What the exercise asks: Put every line of the listing below into a numbered list, skipping blank lines and leaving out the pictures.

— Begin —

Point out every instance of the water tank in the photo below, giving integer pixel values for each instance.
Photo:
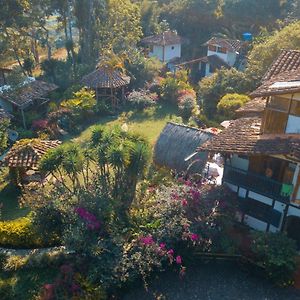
(247, 36)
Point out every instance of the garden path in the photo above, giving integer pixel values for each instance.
(212, 281)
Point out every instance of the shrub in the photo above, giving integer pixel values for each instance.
(142, 99)
(222, 82)
(230, 103)
(186, 104)
(142, 69)
(172, 85)
(276, 253)
(20, 233)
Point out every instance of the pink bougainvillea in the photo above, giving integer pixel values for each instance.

— End —

Written response:
1. Point out every instance of the water tank in the photo below, giving integer pixel values for each instance.
2. Photo:
3. (247, 36)
4. Point out every instance of the garden path in the photo above, giving integer pixel values for each instance.
5. (212, 281)
6. Point out every instance of the shrub in the photo above, giving integer pixel values for each instance.
7. (142, 99)
8. (222, 82)
9. (230, 103)
10. (186, 104)
11. (142, 69)
12. (172, 85)
13. (276, 253)
14. (20, 233)
15. Point out every instance of the pink bougainvillea in the photo above, giving integer pixel values for each instance.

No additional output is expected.